#### Objetivos
1. Segundo o artigo, qual é o título do documentário que Agnès Varda realizou em colaboração com JR?
2. Reproduza sem alterações o trecho das linhas de dados que vai da linha que contém "Mark one point per instance of the man's" até a última linha, incluindo as duas.

#### Artigo
————
Uma experiência fotográfica e cinematográfica de duas grandes pessoas conhecidas por questionarem a cultura da exibição das imagens: Agnès Varda, cineasta, e JR, fotógrafo e criador de galerias e exposições fotográficas ao ar livre. Juntos, viajam por algumas regiões da França, bem longe dos centros urbanos, com um caminhão que captura imagens de forma mágica.

Crítica

Prestes a completar 90 anos, a cineasta Agnès Varda ainda se mostra capaz de emanar vitalidade a cada novo projeto, seguindo numa busca incessante pelo frescor narrativo. Em Visages Villages, documentário realizado em colaboração com o fotógrafo e artista plástico francês JR – famoso por suas colagens de retratos ampliados, geralmente em preto e branco, feitas em locais públicos ao redor do mundo – essa constatação é reiterada, culminando numa obra altamente evocativa, bem-humorada e plasticamente encantadora, que dialoga diretamente com a relação da geração atual com as imagens – do culto à autoexposição das selfies, Snapchats e Stories do Instagram – ao mesmo tempo em que aborda de modo reflexivo a incorporação da imagem aos diferentes contextos pelos quais é cercada.
————
#### Dados fornecidos
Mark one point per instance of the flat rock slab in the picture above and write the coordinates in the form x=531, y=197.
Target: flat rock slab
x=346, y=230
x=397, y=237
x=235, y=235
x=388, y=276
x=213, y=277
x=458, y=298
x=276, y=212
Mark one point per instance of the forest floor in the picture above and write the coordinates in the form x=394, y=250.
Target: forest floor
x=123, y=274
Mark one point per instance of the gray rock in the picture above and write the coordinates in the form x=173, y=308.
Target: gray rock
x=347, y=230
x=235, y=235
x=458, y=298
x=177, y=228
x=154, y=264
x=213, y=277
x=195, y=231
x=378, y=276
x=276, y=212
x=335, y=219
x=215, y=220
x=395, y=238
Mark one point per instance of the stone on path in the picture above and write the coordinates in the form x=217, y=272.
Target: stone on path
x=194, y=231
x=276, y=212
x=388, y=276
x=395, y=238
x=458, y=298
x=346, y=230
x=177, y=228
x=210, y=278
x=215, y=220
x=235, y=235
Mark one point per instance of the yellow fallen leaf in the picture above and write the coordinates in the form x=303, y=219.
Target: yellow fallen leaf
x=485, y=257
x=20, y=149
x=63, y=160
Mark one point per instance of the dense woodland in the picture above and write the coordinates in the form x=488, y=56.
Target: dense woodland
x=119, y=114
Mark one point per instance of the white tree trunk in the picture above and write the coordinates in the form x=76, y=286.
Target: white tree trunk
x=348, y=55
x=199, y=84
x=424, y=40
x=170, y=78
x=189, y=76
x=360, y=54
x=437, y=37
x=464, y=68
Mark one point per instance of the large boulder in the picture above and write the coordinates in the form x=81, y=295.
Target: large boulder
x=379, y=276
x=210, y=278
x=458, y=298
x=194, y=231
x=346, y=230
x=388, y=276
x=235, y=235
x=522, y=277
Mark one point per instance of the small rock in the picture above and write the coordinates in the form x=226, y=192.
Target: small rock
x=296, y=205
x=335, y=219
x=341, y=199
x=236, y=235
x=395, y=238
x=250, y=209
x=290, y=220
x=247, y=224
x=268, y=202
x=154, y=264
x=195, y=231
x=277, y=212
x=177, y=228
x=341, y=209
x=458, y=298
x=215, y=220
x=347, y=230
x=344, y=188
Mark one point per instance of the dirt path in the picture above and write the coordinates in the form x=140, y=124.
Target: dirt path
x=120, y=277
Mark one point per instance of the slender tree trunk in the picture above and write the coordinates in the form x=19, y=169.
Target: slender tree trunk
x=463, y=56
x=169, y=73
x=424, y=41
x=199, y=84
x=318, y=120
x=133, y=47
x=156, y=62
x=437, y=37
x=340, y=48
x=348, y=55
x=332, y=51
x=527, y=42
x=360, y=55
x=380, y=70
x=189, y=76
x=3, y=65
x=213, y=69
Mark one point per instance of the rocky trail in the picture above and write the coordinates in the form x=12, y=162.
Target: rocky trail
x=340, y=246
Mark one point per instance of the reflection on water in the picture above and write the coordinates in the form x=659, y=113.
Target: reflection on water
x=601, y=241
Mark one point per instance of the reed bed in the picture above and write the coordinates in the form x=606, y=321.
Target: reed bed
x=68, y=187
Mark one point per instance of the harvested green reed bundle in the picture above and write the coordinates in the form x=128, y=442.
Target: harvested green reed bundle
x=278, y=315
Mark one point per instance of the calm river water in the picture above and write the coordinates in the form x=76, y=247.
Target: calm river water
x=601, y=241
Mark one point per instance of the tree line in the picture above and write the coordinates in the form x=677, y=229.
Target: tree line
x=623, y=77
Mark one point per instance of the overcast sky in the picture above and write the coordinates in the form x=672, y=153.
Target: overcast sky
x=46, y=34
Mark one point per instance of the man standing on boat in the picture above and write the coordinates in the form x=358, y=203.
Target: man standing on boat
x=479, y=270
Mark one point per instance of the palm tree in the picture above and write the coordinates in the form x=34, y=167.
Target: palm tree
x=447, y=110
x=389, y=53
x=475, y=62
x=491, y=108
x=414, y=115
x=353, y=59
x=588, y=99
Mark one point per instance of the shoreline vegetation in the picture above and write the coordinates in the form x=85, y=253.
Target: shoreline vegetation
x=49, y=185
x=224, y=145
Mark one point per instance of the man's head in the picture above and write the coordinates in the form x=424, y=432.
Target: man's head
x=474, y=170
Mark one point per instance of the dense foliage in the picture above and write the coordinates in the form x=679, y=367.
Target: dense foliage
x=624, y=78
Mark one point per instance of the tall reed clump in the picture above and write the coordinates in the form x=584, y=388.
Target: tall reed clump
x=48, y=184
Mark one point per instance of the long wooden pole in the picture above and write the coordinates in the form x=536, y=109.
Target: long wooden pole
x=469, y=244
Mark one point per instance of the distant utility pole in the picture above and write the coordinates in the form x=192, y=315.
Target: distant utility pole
————
#### Respostas
1. Visages Villages.

2.
Mark one point per instance of the man's head in the picture above and write the coordinates in the form x=424, y=432.
Target: man's head
x=474, y=170
Mark one point per instance of the dense foliage in the picture above and write the coordinates in the form x=679, y=367.
Target: dense foliage
x=624, y=78
Mark one point per instance of the tall reed clump in the picture above and write the coordinates in the form x=584, y=388.
Target: tall reed clump
x=48, y=184
Mark one point per instance of the long wooden pole in the picture above and write the coordinates in the form x=536, y=109.
Target: long wooden pole
x=469, y=244
Mark one point per instance of the distant utility pole in the picture above and write the coordinates in the form x=192, y=315.
Target: distant utility pole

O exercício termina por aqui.